Supplied records below:

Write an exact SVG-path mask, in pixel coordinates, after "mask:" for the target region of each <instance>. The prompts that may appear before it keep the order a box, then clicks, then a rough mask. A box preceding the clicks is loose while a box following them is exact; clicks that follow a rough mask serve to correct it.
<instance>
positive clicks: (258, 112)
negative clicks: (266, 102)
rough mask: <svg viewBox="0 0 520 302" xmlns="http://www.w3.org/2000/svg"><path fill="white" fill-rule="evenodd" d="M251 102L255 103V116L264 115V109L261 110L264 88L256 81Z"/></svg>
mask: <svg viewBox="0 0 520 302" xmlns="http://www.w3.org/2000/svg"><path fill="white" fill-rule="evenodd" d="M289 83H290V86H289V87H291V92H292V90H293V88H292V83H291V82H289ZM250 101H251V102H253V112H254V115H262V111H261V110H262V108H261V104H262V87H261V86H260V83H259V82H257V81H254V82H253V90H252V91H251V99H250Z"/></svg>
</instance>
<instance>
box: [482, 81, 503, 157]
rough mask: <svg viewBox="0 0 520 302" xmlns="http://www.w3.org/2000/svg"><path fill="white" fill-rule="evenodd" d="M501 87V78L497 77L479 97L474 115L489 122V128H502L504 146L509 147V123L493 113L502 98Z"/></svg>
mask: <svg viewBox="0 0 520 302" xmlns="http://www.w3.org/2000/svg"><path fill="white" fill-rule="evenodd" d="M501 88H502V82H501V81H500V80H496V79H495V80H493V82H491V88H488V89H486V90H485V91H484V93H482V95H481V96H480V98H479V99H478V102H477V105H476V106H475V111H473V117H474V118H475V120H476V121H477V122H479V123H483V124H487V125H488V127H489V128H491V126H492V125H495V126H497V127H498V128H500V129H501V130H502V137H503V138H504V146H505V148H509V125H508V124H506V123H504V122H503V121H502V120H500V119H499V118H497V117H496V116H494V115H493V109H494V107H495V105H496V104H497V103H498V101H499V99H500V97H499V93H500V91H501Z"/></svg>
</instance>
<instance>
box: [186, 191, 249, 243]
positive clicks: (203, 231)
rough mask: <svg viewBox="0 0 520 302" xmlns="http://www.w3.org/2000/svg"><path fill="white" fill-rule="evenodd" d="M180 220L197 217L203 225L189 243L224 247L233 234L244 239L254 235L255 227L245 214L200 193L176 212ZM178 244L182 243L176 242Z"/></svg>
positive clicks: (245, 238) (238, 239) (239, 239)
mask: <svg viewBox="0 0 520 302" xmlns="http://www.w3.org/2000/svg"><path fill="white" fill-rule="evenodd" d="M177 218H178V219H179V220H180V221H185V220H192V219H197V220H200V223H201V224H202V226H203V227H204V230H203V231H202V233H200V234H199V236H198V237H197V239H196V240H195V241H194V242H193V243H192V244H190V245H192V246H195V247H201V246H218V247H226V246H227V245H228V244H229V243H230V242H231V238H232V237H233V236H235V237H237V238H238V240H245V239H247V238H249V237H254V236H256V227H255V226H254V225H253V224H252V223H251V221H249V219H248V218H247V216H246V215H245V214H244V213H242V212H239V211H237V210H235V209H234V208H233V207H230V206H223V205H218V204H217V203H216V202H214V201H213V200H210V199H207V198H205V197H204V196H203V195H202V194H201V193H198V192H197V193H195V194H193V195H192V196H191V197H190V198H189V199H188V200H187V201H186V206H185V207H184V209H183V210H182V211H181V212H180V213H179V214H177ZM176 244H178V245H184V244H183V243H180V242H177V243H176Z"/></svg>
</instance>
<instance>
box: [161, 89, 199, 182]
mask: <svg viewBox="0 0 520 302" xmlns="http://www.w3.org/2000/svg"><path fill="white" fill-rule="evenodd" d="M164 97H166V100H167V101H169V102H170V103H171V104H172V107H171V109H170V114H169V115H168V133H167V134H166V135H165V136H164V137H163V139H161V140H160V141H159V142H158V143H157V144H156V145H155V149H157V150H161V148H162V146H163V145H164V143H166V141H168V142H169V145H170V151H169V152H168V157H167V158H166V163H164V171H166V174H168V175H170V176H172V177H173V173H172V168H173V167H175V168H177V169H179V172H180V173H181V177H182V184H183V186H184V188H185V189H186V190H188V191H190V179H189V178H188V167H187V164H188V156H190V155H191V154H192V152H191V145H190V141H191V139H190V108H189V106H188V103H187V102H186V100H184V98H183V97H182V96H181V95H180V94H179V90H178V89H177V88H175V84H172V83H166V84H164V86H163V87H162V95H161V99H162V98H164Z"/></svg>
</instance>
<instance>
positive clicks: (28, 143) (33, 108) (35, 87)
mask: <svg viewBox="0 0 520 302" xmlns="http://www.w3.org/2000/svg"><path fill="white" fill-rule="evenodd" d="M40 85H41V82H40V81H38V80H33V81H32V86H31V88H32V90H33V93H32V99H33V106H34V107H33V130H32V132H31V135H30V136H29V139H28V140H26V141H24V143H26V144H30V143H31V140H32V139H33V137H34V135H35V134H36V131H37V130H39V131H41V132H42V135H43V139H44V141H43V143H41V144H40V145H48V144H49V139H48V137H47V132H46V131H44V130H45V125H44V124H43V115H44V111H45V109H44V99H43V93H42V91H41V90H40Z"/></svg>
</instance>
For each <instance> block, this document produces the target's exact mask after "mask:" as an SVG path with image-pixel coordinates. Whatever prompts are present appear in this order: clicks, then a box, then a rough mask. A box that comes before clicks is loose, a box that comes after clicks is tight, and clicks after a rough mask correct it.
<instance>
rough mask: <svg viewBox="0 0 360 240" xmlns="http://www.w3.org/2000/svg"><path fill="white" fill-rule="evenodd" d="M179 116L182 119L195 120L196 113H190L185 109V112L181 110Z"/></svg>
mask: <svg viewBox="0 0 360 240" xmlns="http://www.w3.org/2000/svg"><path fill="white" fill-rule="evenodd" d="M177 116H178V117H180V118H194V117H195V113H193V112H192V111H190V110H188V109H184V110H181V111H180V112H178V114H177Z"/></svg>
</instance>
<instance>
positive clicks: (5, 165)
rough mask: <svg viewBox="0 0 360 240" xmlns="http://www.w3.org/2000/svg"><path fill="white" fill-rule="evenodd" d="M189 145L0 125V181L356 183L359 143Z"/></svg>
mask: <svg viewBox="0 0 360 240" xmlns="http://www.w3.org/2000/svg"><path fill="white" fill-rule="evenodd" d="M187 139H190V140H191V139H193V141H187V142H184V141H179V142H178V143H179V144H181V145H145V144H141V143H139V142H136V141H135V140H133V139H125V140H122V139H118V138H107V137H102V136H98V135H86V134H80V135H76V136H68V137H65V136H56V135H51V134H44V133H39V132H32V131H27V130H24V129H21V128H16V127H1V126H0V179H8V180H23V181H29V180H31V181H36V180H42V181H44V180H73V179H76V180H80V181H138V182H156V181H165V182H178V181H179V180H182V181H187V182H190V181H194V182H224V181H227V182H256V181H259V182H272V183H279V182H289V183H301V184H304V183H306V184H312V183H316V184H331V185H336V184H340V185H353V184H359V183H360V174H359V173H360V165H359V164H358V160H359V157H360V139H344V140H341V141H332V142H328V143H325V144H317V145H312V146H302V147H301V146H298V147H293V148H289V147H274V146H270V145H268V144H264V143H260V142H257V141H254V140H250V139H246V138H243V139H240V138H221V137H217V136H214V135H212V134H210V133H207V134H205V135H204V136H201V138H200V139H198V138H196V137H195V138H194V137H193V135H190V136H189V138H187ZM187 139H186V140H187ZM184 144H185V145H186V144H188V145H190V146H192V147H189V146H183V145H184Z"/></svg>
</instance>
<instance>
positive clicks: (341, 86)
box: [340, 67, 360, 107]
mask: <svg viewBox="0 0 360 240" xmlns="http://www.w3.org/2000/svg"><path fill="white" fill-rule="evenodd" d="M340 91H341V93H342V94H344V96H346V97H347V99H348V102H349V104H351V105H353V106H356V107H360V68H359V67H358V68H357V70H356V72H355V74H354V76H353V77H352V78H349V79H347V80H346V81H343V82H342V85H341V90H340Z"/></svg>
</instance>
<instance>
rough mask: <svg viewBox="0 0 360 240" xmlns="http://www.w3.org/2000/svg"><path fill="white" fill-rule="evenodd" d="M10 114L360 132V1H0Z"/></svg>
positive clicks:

End of Supplied records.

### Task instructions
List each line of the material above that contains the string "positive", treating uppercase and lowercase letters as distinct.

### Response area
positive clicks: (258, 112)
positive clicks: (203, 231)
positive clicks: (245, 238) (238, 239) (239, 239)
positive clicks: (28, 143) (33, 108) (35, 87)
positive clicks: (5, 165)
positive clicks: (341, 86)
positive clicks:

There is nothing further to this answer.